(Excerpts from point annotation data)
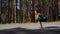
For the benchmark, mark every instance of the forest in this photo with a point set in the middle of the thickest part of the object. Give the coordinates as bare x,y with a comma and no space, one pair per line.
22,11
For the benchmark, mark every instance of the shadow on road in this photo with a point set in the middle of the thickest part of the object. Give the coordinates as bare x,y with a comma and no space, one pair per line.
27,31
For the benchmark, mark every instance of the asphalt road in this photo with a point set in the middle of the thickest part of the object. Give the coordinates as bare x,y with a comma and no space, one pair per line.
27,31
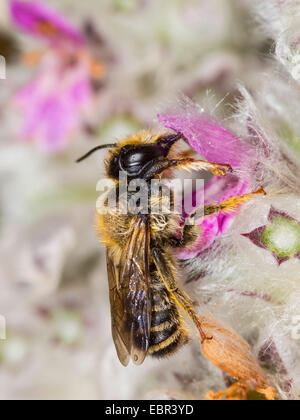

• REQUIREMENTS: Present every line of the material above as a numbered list, leaving out blank lines and the pictures.

• SOLUTION TO THIS EXERCISE:
1. For the benchmark, mark every instance of the forest in this photo with a point set in the middle of the thickest part of the object. Give the coordinates as bare x,y with a comma and no space, one pair per line.
2. 22,11
3. For the benchmark, mark every instance of the shadow on road in this photo with a point set in the middle of the thickest part of the object. Give the coordinates as bare x,y with a comma and no space, one pair per line.
4. 27,31
5. For the benchmark, mark every instance of the asphalt road in this photo with a point set in the middle of the thickest part of the object. Give the coordinates as bare x,y with a comma and no space, one pair per line.
6. 27,31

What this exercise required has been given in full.